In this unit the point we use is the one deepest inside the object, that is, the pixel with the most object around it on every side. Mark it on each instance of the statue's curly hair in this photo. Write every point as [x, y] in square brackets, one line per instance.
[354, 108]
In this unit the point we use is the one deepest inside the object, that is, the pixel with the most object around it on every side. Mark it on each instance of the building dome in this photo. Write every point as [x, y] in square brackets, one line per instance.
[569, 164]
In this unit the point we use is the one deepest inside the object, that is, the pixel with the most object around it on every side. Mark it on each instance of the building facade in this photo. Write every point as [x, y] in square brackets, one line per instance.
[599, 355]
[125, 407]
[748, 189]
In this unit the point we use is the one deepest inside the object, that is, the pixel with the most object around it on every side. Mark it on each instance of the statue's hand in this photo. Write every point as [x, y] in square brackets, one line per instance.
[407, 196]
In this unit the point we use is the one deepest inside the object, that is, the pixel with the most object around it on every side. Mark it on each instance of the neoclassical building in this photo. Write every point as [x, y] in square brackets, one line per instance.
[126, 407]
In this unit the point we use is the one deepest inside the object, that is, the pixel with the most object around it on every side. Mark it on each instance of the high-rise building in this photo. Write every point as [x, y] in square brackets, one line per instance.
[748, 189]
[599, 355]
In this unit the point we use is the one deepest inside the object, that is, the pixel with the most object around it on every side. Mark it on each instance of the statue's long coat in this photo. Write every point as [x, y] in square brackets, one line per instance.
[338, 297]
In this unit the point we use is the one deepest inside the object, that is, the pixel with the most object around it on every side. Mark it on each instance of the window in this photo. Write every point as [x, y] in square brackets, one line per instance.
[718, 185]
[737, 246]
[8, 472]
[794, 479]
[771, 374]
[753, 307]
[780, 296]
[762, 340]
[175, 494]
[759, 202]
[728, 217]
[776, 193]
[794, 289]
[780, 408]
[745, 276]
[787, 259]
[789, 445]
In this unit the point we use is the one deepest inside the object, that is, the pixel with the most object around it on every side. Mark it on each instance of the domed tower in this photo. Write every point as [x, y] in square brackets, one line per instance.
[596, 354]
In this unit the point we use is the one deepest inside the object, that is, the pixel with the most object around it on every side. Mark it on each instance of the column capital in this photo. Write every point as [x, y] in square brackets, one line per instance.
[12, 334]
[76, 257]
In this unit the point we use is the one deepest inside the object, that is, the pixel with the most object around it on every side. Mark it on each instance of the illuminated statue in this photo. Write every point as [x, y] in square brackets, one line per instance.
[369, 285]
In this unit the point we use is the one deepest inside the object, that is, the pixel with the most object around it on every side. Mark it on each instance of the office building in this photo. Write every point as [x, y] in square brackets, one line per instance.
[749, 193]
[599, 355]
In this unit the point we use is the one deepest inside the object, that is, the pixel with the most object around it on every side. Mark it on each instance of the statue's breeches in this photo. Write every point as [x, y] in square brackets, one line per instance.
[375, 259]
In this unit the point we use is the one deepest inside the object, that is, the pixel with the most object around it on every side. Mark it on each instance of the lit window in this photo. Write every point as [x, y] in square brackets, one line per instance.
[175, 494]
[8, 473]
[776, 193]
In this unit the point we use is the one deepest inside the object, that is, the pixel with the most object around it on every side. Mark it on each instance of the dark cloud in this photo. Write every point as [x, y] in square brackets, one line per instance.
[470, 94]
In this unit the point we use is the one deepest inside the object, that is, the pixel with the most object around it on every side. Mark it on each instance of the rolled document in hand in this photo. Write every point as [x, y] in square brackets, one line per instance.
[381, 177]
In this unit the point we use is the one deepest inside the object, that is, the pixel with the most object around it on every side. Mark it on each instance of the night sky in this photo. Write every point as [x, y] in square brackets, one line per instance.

· · · · · · ·

Write out each line of the data above again, exactly as given.

§ Solution for this exercise
In this unit the point we use is the one deepest inside the object, that is, the pixel with the most object around it on every side. Mark it on each instance of the statue's curly hair in this photo. Write every point as [x, y] in square brackets, one line per instance.
[354, 108]
In this unit the point we use is the one deepest inside the object, that is, the pixel with the most object around it on every side. Mark it on each instance of the building dome in this photo. Write every point as [x, y] in square brackets, one line per instance.
[569, 164]
In this unit the point we use is the one deepest inside the object, that is, the pixel with the most object around it on every side. Mark it on each instance of the building facade in this photo. Write every point as [x, y] in square brackets, one line per instance.
[599, 355]
[125, 407]
[748, 189]
In this unit the point we use is the one deepest inside the object, that is, the pixel with the most object around it on every side. Mark it on each instance of the statue's hand in this photo. Write every point as [x, y] in square brackets, one line per instance.
[407, 196]
In this unit the point we use is the one deepest inside the object, that is, the pixel with the most object around it on every side. Mark it on each instance of the neoclassical building in this photo. Write every point as [x, y] in square brackets, one line per instance.
[126, 407]
In this unit the point we use is the one deepest inside the object, that is, the pixel with the most object around it on every side. Mark it on each instance of the high-rise building in this photo. Write every point as [x, y] in square brackets, one line per instance.
[748, 189]
[599, 355]
In this unit the point we use is the one deepest inside the object, that is, the pixel with the most object around it on every side. Mark it on each instance of the statue's long coat in this photo. Write every point as [x, y] in square brackets, one line per instance.
[338, 297]
In this unit the point we use is the one deepest inside the object, that is, the pixel with the most object around it on every side. Mark it on each instance of the window in this photo. Write every point as [x, y] in square brackets, one line per instance.
[718, 185]
[737, 246]
[8, 472]
[794, 479]
[771, 374]
[753, 307]
[780, 296]
[762, 340]
[175, 494]
[759, 202]
[728, 217]
[776, 193]
[794, 289]
[780, 408]
[745, 276]
[787, 259]
[789, 445]
In this unit the point we use is the one deepest inside the object, that is, the pixel with the most object around it on every side. Mark it on each instance of the domed tower in this photo. Write every point as [x, y] in square brackets, one line per instance.
[596, 354]
In this unit the point we use is the one deepest inside the object, that is, the pixel with the most object around it on every side. Mark it on each instance of the column capital in this photo. Write every point as [x, y] in square brackets, one line per instance.
[12, 334]
[76, 257]
In this unit the point we use is the one deepest inside the object, that is, the pixel with the most object around it on every side. Mark it on each instance of the illuminated statue in this photo. Write every point as [x, y] in square brackets, one line per instance.
[369, 285]
In this unit the point we use is the one deepest inside the object, that is, the pixel with the most object around it on every side. Mark it on each instance of the office building in this photo. Write every point as [x, y] in square brackets, one line per instance.
[749, 193]
[599, 355]
In this unit the point we use is the one deepest inside the object, that is, the pixel with the most object around it on every side. Mark it on each instance of the statue's breeches in this photo. Write every point as [x, y] in square brackets, one line per instance.
[375, 259]
In this unit the point we use is the one deepest inside the object, that is, the pixel with the most object around it on every side. Mark it on each instance of the lit window in this photo. Write every point as [x, y] in square brackets, one line per instance.
[175, 494]
[8, 473]
[776, 193]
In this unit the point we use is the one deepest inside the object, that is, the pixel with the most object around it on every side. Mark it on each instance of the dark cloud in this photo. Write every point as [x, y] in square brackets, one line per instance.
[470, 94]
In this unit the point we use is the one deepest inside the object, that is, the pixel with the most object around it on every side. Mark it on each instance of the rolled document in hand in this photo. Write every point as [x, y] in square brackets, one line per instance.
[381, 177]
In this unit the point we use is the one deepest inside the object, that is, the pixel with the most object around it on every side. Mark it on each instance of the night sky in this photo. Write every point as [x, y] in square brackets, one line per instance.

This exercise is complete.